Pointing dataset records:
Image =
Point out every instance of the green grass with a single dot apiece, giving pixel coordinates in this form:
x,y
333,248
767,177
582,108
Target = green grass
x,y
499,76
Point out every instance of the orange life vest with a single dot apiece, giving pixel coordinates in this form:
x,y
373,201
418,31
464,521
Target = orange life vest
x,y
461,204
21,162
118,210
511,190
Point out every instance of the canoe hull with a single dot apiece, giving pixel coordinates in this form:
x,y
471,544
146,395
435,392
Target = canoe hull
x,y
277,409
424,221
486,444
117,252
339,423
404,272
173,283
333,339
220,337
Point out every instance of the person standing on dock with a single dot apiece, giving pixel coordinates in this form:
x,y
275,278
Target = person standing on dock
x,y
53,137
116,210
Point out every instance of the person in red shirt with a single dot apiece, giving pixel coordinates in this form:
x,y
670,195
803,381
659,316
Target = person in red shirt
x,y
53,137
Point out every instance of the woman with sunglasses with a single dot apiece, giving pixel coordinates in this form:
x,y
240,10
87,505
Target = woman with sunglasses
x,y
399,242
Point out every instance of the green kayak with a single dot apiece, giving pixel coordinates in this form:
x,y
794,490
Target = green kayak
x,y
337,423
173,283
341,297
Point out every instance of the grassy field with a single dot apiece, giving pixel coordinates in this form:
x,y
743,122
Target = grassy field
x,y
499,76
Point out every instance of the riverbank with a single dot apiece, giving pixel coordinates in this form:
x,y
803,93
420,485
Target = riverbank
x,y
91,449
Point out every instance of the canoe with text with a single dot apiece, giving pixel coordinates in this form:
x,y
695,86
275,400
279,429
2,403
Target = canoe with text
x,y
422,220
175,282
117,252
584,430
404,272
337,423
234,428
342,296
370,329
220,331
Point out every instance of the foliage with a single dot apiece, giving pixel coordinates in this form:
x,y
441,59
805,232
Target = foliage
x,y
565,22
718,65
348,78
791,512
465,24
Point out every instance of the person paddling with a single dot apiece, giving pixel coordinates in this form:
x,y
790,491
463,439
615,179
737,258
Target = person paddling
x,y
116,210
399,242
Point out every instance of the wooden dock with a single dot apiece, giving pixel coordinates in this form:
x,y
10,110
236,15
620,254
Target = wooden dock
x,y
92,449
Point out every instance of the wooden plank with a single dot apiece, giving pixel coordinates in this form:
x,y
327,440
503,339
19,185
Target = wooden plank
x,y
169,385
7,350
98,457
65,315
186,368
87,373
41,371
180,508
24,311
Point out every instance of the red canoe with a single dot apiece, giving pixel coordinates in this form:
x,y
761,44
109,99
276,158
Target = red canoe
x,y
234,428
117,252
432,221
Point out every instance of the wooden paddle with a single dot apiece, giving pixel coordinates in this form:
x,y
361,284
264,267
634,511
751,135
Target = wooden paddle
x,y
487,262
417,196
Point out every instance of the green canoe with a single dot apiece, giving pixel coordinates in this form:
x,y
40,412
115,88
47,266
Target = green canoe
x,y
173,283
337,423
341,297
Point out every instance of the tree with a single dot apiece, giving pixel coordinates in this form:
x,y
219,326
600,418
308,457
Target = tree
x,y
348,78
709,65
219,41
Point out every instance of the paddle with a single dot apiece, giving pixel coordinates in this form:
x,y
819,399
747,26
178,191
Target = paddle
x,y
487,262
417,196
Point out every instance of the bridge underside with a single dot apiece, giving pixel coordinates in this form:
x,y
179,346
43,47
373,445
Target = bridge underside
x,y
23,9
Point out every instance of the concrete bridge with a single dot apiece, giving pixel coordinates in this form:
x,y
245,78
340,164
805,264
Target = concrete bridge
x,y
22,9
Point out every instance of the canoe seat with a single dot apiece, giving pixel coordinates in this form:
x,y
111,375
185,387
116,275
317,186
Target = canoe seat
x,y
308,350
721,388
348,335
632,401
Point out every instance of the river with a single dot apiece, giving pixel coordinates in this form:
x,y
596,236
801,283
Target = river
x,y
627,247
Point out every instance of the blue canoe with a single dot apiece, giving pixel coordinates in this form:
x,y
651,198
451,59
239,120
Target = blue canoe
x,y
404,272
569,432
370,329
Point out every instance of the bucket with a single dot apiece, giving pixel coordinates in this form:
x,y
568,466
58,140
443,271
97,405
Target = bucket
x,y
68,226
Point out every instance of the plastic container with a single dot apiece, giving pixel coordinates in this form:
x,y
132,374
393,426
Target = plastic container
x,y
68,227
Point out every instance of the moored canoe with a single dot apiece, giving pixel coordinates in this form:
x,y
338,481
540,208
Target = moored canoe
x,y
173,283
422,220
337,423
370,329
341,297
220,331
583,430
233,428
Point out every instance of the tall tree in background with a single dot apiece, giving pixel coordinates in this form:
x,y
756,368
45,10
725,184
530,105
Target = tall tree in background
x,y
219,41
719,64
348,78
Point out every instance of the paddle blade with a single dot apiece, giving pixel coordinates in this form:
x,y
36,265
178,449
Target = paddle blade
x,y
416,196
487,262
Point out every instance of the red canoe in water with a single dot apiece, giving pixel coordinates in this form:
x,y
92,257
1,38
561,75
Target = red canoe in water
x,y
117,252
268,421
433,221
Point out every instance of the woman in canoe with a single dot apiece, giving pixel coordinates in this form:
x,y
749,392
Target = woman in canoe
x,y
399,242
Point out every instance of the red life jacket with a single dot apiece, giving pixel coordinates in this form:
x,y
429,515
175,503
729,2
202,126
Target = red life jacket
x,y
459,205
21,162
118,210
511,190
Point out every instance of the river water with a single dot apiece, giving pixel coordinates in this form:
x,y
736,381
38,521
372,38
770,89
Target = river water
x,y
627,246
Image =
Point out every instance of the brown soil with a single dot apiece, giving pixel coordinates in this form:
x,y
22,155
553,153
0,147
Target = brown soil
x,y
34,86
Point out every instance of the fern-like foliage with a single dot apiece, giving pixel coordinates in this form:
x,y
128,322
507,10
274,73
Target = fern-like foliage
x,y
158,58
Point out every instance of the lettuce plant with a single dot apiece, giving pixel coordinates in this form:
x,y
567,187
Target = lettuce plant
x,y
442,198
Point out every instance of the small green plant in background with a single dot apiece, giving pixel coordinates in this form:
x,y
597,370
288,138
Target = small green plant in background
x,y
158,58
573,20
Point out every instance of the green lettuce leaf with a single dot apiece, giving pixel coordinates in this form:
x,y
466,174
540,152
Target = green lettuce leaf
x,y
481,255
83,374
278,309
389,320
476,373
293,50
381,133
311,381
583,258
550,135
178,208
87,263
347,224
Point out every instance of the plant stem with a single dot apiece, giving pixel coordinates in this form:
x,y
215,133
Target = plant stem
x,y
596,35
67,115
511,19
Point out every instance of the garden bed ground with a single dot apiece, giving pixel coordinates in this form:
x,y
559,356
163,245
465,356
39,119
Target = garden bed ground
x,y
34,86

• To do:
Print out all the entries precisely as written.

• Task response:
Image =
Point out every instance of the green grass with a single dot apiece, giving pixel coordinates in this form:
x,y
333,248
767,177
582,108
Target = green grass
x,y
499,76
Point out every instance of the orange life vest with a single dot apiece, giving pixel coordinates in this form:
x,y
373,201
418,31
464,521
Target = orange life vest
x,y
461,204
21,162
118,210
511,190
Point out every instance of the canoe hull with a single dot apiece, giving pixel coordinates in this form:
x,y
471,544
146,395
435,392
Target = canoe hull
x,y
277,409
424,221
486,444
117,252
339,423
404,272
173,283
333,339
220,337
Point out every instance of the person standing on dock with a single dot apiece, giving pixel coordinates in this form:
x,y
275,278
Target = person standing on dock
x,y
53,137
116,210
Point out every instance of the person in red shirt with a single dot apiece, giving pixel coordinates in this form:
x,y
670,195
803,381
659,316
Target = person in red shirt
x,y
53,137
Point out every instance of the woman with sunglasses with a single dot apiece, giving pixel coordinates in this form:
x,y
240,10
87,505
Target = woman with sunglasses
x,y
399,242
Point out every instance of the green kayak with a single dot apiece, giving pixel coordinates in this form:
x,y
794,490
Target = green kayak
x,y
337,423
173,283
341,297
Point out every instance of the grassy field with a single dot apiece, giving pixel coordinates in this form:
x,y
743,122
Target = grassy field
x,y
499,76
Point out every instance of the riverbank with a single dot apiece, giving pixel coordinates in this form:
x,y
803,93
420,485
Target = riverbank
x,y
91,449
Point out every instance of the canoe with text with a single dot apiece, giving pixel coordinates in this form:
x,y
695,86
275,400
279,429
2,403
Target = canoe with text
x,y
422,220
175,282
117,252
584,430
404,272
337,423
234,428
342,296
370,329
220,331
Point out every instance of the foliage with a single dot apiece, giving pixel coordinates in this form:
x,y
441,59
805,232
Target = foliage
x,y
565,22
718,65
348,78
791,512
465,24
Point out every instance of the person paddling with a single dot apiece, giving pixel coordinates in this form:
x,y
790,491
463,439
615,179
737,258
Target = person paddling
x,y
116,210
399,242
Point out every instance of the wooden dock with a single dot apiece, giving pixel coordinates in this form:
x,y
10,110
236,15
620,254
Target = wooden dock
x,y
92,449
Point out every instance of the wooden plank with a single dot apiece, giving pixel coordinates in this form:
x,y
327,440
503,339
19,185
Target = wooden plank
x,y
169,385
7,350
98,457
65,315
186,368
87,373
41,371
180,508
24,311
Point out every instance of the red canoe with a single dot apiece, giving pixel coordinates in this form:
x,y
761,44
109,99
276,158
Target = red canoe
x,y
234,428
117,252
432,221
Point out every instance of the wooden paddle with a single dot apiece, giving pixel coordinates in this form:
x,y
361,284
264,267
634,511
751,135
Target = wooden paddle
x,y
487,262
417,196
Point out every instance of the green canoe with a single dot apiece, giving pixel coordinates in this form:
x,y
40,412
115,88
47,266
Target = green canoe
x,y
173,283
337,423
341,297
Point out every instance of the tree with a single dot apiece, giving pixel coordinates in this form:
x,y
219,326
600,418
308,457
Target = tree
x,y
348,78
709,65
219,41
Point out every instance of the paddle with a single dot apiece, giving pixel coordinates in this form:
x,y
819,399
747,26
178,191
Target = paddle
x,y
487,262
417,196
Point out every instance of the bridge underside with a single dot apiece, giving pixel coordinates in this form:
x,y
179,346
43,47
373,445
Target = bridge underside
x,y
23,9
Point out every instance of the concrete bridge with a single dot apiece, giving pixel coordinates in this form:
x,y
245,78
340,164
805,264
Target = concrete bridge
x,y
22,9
Point out every instance of the canoe seat with a single dot apiece, giving pixel coordinates in this form:
x,y
111,375
185,387
116,275
317,186
Target = canoe seat
x,y
308,350
721,388
348,335
632,401
Point out every instance of the river with a single dot apiece, giving pixel coordinates in this form:
x,y
596,236
801,283
Target = river
x,y
627,247
Point out every instance of the blue canoe with a single dot apiece, giving pixel coordinates in this form:
x,y
651,198
451,59
239,120
Target = blue canoe
x,y
404,272
569,432
370,329
Point out every instance of the bucket with a single dot apiece, giving pixel coordinates in this form:
x,y
568,466
58,140
443,271
97,405
Target = bucket
x,y
68,226
Point out every instance of the plastic container with a single dot apiece, giving pixel coordinates in this form:
x,y
132,374
393,426
Target = plastic container
x,y
68,227
Point out every instance of the moored canoe with a single dot apiece, giving pixel coordinates in this form:
x,y
338,481
540,208
Target = moored canoe
x,y
173,283
422,220
337,423
370,329
341,297
220,331
583,430
233,428
Point out every instance of the tall tree in background with a single dot apiece, giving pixel coordinates in this form:
x,y
756,368
45,10
725,184
530,105
Target = tall tree in background
x,y
219,41
719,64
348,78
Point out every instance of the paddle blade with a single dot apiece, giving pixel coordinates in this form:
x,y
36,265
178,449
Target = paddle blade
x,y
416,196
487,262
Point out every instance of the red canoe in water with a single dot apiece, giving pixel coordinates in this form:
x,y
92,257
1,38
561,75
Target = red canoe in water
x,y
117,252
268,421
433,221
Point out every instance of the woman in canoe with a single dot apiece, giving pixel coordinates in this form:
x,y
749,392
Target = woman in canoe
x,y
399,242
Point out every instance of the red life jacket with a single dot apiece, giving pixel coordinates in this form:
x,y
429,515
175,503
729,2
202,126
Target = red life jacket
x,y
459,205
21,162
118,210
511,190
Point out every instance of the river water with a single dot apiece, giving pixel coordinates in this form:
x,y
736,381
38,521
372,38
770,89
Target = river water
x,y
627,246
Image =
Point out every instance of the brown soil with a single dot apiece, giving pixel coordinates in this form:
x,y
22,155
553,153
0,147
Target = brown soil
x,y
34,86
Point out every instance of the fern-like foliage with a single dot apiece, giving pixel coordinates in this form:
x,y
128,322
507,10
274,73
Target = fern-like foliage
x,y
158,58
Point out every instance of the lettuce plant with a single dot apiece, giving pixel coordinates in this form:
x,y
567,187
Target = lettuce plant
x,y
442,198
Point out every instance of the small green plant in background with a single dot apiece, giving pixel coordinates in this form:
x,y
597,370
288,138
Target = small green plant in background
x,y
158,58
573,20
Point out every instance of the green lettuce leaf with a single dot apiece, giving pixel coordinates in this form:
x,y
466,174
540,152
Target = green lettuce leaf
x,y
481,255
83,374
278,309
389,320
476,373
293,50
381,133
311,381
583,258
550,135
178,208
87,263
347,224
Point out every instance of the plant stem with a single dot apiece, giving pixel coordinates in this form:
x,y
215,133
Target = plant stem
x,y
596,35
67,115
511,19
Point out every instance of the garden bed ground with a single dot apiece, giving pixel coordinates in this form:
x,y
559,356
163,245
465,356
39,119
Target = garden bed ground
x,y
34,86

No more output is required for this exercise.